**DATA SHOWN**
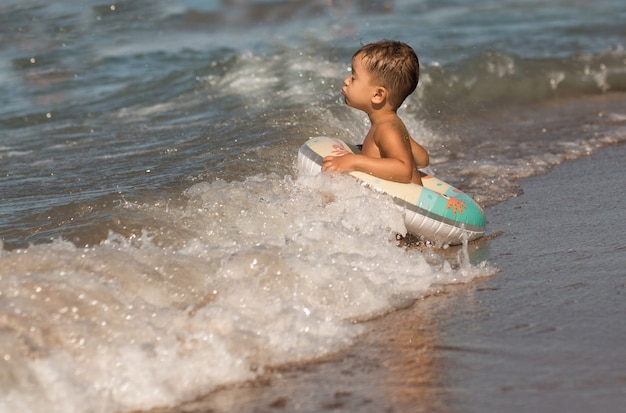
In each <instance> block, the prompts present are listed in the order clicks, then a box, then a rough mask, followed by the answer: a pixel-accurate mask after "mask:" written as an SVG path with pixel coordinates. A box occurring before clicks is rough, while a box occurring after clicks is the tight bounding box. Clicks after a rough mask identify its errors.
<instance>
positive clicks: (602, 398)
mask: <svg viewBox="0 0 626 413" xmlns="http://www.w3.org/2000/svg"><path fill="white" fill-rule="evenodd" d="M625 161H626V145H624V144H621V145H613V146H609V147H606V148H604V149H601V150H600V151H598V152H597V153H595V154H594V155H592V156H590V157H586V158H583V159H579V160H576V161H571V162H566V163H564V164H561V165H559V166H557V167H555V168H554V169H553V170H552V171H551V172H550V173H548V174H547V175H543V176H538V177H533V178H529V179H525V180H523V181H521V186H522V189H523V191H524V193H523V194H522V195H521V196H519V197H518V198H514V199H511V200H509V201H506V202H503V203H501V204H498V205H496V206H494V207H491V208H489V209H488V211H487V213H488V220H489V224H488V230H489V232H490V233H491V234H498V235H497V236H495V237H493V238H491V239H488V240H485V241H481V242H477V243H474V244H473V246H472V247H473V248H472V252H471V254H472V257H473V258H474V259H480V258H486V259H488V260H489V261H490V262H491V263H493V264H494V265H495V266H496V267H497V268H498V269H499V270H500V272H499V273H498V274H496V275H495V276H493V277H490V278H484V279H478V280H475V281H473V282H471V283H468V284H464V285H456V286H448V287H446V288H445V289H444V290H443V291H442V292H440V293H438V294H435V295H432V296H429V297H426V298H424V299H421V300H419V301H417V302H416V303H415V304H414V305H413V306H411V307H410V308H407V309H404V310H400V311H396V312H394V313H392V314H388V315H386V316H384V317H382V318H380V319H376V320H372V321H370V322H367V323H365V325H366V326H367V327H368V332H367V333H366V334H365V335H364V336H363V337H362V338H361V340H360V341H359V343H357V344H356V345H354V346H353V347H351V348H349V349H347V350H345V351H343V352H341V353H339V354H335V355H333V356H331V357H328V358H326V359H324V360H319V361H316V362H312V363H309V364H304V365H298V366H289V367H285V368H281V369H277V370H275V371H271V372H268V374H267V375H266V377H265V378H264V379H262V380H259V381H256V382H253V383H245V384H242V385H239V386H235V387H229V388H224V389H220V390H218V391H216V392H213V393H212V394H209V395H207V396H206V397H204V398H202V399H200V400H197V401H194V402H190V403H187V404H184V405H181V406H178V407H176V408H166V409H155V410H153V412H240V413H246V412H283V411H284V412H402V413H404V412H407V413H408V412H487V411H507V412H555V411H567V412H589V411H602V412H619V411H623V408H624V406H626V365H625V364H624V363H625V360H626V346H624V343H626V317H624V314H626V272H625V270H624V268H626V241H625V234H624V228H625V227H624V221H625V219H626V212H624V209H623V208H624V201H625V200H626V199H625V196H624V192H623V188H624V177H623V172H624V163H625Z"/></svg>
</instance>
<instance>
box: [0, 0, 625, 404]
mask: <svg viewBox="0 0 626 413" xmlns="http://www.w3.org/2000/svg"><path fill="white" fill-rule="evenodd" d="M625 21H626V5H625V4H624V2H623V0H596V1H593V2H590V1H586V0H552V1H536V0H498V1H495V0H477V1H469V0H440V1H433V0H387V1H382V0H352V1H350V0H300V1H299V0H293V1H288V0H282V1H281V0H264V1H262V0H257V1H255V0H249V1H244V0H230V1H227V0H223V1H217V0H215V1H212V0H206V1H202V0H150V1H148V0H132V1H131V0H127V1H118V2H106V1H97V0H88V1H74V0H58V1H54V2H50V1H43V0H29V1H20V0H3V1H2V3H1V4H0V196H1V202H0V412H18V411H22V412H33V413H36V412H46V413H54V412H63V413H72V412H77V413H78V412H93V413H105V412H129V411H137V410H149V409H152V408H157V407H163V406H176V405H178V404H180V403H183V402H186V401H189V400H193V399H195V398H197V397H199V396H203V395H207V394H210V393H211V392H213V391H215V390H216V389H219V388H223V387H224V386H227V385H232V384H237V383H243V382H250V381H252V382H254V381H255V380H260V379H262V378H263V377H264V376H265V375H266V374H267V372H268V371H269V370H271V369H273V368H276V367H277V366H284V365H294V364H295V365H298V364H302V363H312V362H313V363H314V362H315V360H319V359H320V358H324V357H327V356H329V355H331V354H334V353H336V352H338V351H342V350H343V349H346V348H349V347H350V346H352V345H354V343H355V342H357V341H358V340H359V338H360V337H361V336H362V334H363V333H364V332H365V330H366V327H365V325H364V323H365V322H367V321H368V320H372V319H376V318H380V317H382V318H383V319H384V317H385V315H386V314H390V313H393V312H394V311H395V310H398V309H402V308H406V307H408V306H411V305H412V304H413V303H414V302H415V301H416V300H419V299H421V298H423V297H426V296H434V297H433V299H435V300H436V299H437V297H436V295H437V294H438V292H440V291H442V290H445V288H446V287H447V286H454V285H459V284H468V283H469V284H471V283H476V282H480V280H481V279H488V278H489V277H491V278H497V277H499V276H501V275H500V268H509V267H510V266H524V265H527V263H526V264H525V263H523V262H519V263H517V264H515V263H514V262H511V263H508V264H507V262H506V256H507V255H506V253H505V252H499V257H498V259H497V260H495V261H498V262H495V261H494V260H493V259H492V258H491V257H490V256H489V254H488V253H480V251H482V250H484V249H480V248H479V249H476V248H472V245H471V244H472V243H470V245H469V246H468V245H465V246H462V247H450V248H438V247H432V246H423V245H417V246H411V245H410V243H408V242H404V240H405V239H406V237H404V235H405V232H406V231H405V228H404V224H403V218H402V211H399V210H398V209H397V208H396V207H395V206H394V204H393V202H391V201H390V200H389V199H388V197H386V196H385V195H384V194H378V193H374V192H373V191H371V190H369V189H368V188H365V187H363V186H361V185H359V184H358V183H357V182H356V181H355V180H353V179H351V178H350V177H347V176H340V175H327V174H322V175H318V176H303V175H302V174H300V173H299V172H298V170H297V167H296V157H297V152H298V149H299V147H300V146H301V145H302V144H303V143H304V142H305V141H306V140H307V139H309V138H310V137H315V136H334V137H338V138H341V139H344V140H346V141H348V142H351V143H357V144H358V143H361V141H362V139H363V137H364V135H365V133H366V132H367V130H368V126H369V125H368V120H367V118H366V117H365V116H364V115H363V114H362V113H360V112H357V111H355V110H353V109H351V108H349V107H347V106H346V105H345V104H344V102H343V99H342V96H341V93H340V89H341V87H342V84H343V79H344V78H345V77H346V76H347V74H348V73H349V70H350V65H351V57H352V54H353V53H354V52H355V51H356V50H357V49H358V48H359V47H360V46H361V45H362V44H365V43H369V42H372V41H377V40H380V39H394V40H401V41H404V42H406V43H408V44H410V45H411V46H413V48H414V49H415V50H416V52H417V54H418V56H419V59H420V71H421V73H420V82H419V85H418V88H417V90H416V92H415V93H414V94H412V95H411V96H410V97H409V98H408V99H407V100H406V101H405V102H404V105H403V106H402V108H401V109H400V110H399V115H400V117H401V118H402V119H403V120H404V122H405V124H406V125H407V127H408V129H409V130H410V132H411V134H412V136H413V137H414V138H415V139H416V140H417V141H418V142H420V143H421V144H422V145H423V146H424V147H425V148H426V149H427V150H428V152H429V154H430V158H431V165H430V166H429V167H428V168H427V172H430V173H432V174H435V175H436V176H438V177H439V178H441V179H444V180H445V181H447V182H449V183H451V184H453V185H454V186H456V187H458V188H460V189H462V190H463V191H464V192H466V193H468V194H469V195H471V196H472V197H473V198H474V199H476V200H477V202H479V203H480V204H481V205H482V206H483V207H485V208H486V214H487V220H488V224H487V240H486V241H481V242H482V243H485V242H486V243H489V242H490V241H489V239H490V238H493V237H495V238H497V237H498V235H499V231H495V230H494V229H490V224H489V215H490V211H491V208H493V207H496V206H497V205H500V204H501V203H503V202H506V201H510V200H512V199H514V198H516V197H518V196H520V195H521V194H522V192H523V191H522V188H521V186H520V183H519V182H520V180H521V179H523V178H529V177H533V176H537V175H542V174H546V173H548V172H549V171H550V170H552V169H553V168H554V167H556V166H557V165H560V164H562V163H565V162H569V161H574V160H576V159H579V158H585V157H588V156H589V155H592V154H594V153H596V152H597V151H599V150H600V149H602V148H606V147H615V146H619V147H622V146H623V145H624V144H625V143H626V93H625V92H626V49H625V47H626V25H625V24H624V22H625ZM622 153H623V152H622ZM571 178H572V179H576V178H577V177H576V176H572V177H571ZM546 202H549V200H547V199H546ZM563 213H567V210H565V212H563ZM581 219H582V218H581ZM539 230H541V229H540V228H539ZM621 233H622V237H623V231H621ZM500 249H501V247H500ZM472 251H474V253H473V252H472ZM476 251H478V252H476ZM622 251H623V250H622ZM520 288H521V287H520ZM457 305H459V304H457ZM504 305H505V304H504ZM494 311H499V312H501V313H503V314H505V313H507V312H508V311H512V308H506V307H505V306H504V307H501V308H499V309H497V310H494ZM427 316H428V314H424V317H427ZM614 317H621V316H619V315H618V316H615V315H614ZM607 351H609V352H610V348H609V349H607Z"/></svg>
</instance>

**TASK DIRECTIONS**
Using the material above, gather every line that includes "clicks".

**RESULT**
In each <instance> block, the prompts present are listed in the order clicks, then a box, then a rough mask, followed by the answer: a pixel-accurate mask after "mask:" written as an SVG path with pixel coordinates. A box occurring before clicks is rough, while a box occurring after clicks is the tight bounding box. Clicks after a rough mask identify its errors.
positive clicks: (602, 398)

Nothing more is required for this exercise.